Please rewrite every line from the one containing "Could you point to the fallen" down to the end of the records, rescaling each answer coordinate by 1.65 and rounding to the nearest whole number, with halves rounded up. Leave all other numbers unchanged.

<<<<

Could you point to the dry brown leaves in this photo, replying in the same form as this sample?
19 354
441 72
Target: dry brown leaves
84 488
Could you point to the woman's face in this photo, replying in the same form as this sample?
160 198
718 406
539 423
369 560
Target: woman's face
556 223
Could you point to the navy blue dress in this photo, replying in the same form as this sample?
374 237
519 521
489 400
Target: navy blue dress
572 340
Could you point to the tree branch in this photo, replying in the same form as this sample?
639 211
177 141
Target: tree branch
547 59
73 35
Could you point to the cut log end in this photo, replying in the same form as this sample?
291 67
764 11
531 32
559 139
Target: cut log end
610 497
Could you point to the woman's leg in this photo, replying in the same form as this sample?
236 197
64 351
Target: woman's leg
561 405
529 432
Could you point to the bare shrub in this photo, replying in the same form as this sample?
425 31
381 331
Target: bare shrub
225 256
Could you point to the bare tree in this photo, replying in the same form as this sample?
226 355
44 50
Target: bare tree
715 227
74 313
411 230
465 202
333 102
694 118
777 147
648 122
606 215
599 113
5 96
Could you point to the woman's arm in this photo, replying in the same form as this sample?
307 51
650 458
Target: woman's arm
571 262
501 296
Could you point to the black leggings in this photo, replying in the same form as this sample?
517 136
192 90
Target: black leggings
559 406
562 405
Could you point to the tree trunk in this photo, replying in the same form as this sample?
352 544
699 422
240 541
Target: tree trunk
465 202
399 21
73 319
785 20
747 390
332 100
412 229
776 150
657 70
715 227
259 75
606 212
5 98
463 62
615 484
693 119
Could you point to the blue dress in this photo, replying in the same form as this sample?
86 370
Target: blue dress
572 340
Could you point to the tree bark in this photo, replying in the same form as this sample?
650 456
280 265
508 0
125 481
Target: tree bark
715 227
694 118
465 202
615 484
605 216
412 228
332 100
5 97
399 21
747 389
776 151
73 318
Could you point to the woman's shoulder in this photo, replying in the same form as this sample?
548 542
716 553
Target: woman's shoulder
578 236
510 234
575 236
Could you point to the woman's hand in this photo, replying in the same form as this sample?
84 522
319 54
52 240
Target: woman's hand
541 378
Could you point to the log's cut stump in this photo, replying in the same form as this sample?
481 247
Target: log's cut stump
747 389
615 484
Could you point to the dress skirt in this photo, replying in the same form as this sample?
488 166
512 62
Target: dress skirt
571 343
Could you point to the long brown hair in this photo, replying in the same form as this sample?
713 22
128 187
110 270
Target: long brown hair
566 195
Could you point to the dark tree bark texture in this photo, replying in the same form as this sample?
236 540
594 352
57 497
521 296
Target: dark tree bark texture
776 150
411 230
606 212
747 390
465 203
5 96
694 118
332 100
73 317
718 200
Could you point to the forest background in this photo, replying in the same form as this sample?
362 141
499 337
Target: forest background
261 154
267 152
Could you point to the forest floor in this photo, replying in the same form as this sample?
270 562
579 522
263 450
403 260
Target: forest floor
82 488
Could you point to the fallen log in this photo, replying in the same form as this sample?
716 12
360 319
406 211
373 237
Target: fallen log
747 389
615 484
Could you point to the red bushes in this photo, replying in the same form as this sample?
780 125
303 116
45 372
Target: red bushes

>>>>

> Answer for the task:
Could you point to the fallen log in this photo, replying in the same form as this sample?
716 12
360 319
406 211
373 237
Target: fallen log
1233 642
1015 799
Could you point to the red bushes in this photo, replying in the same form as this sample?
780 125
303 116
45 372
Target: red bushes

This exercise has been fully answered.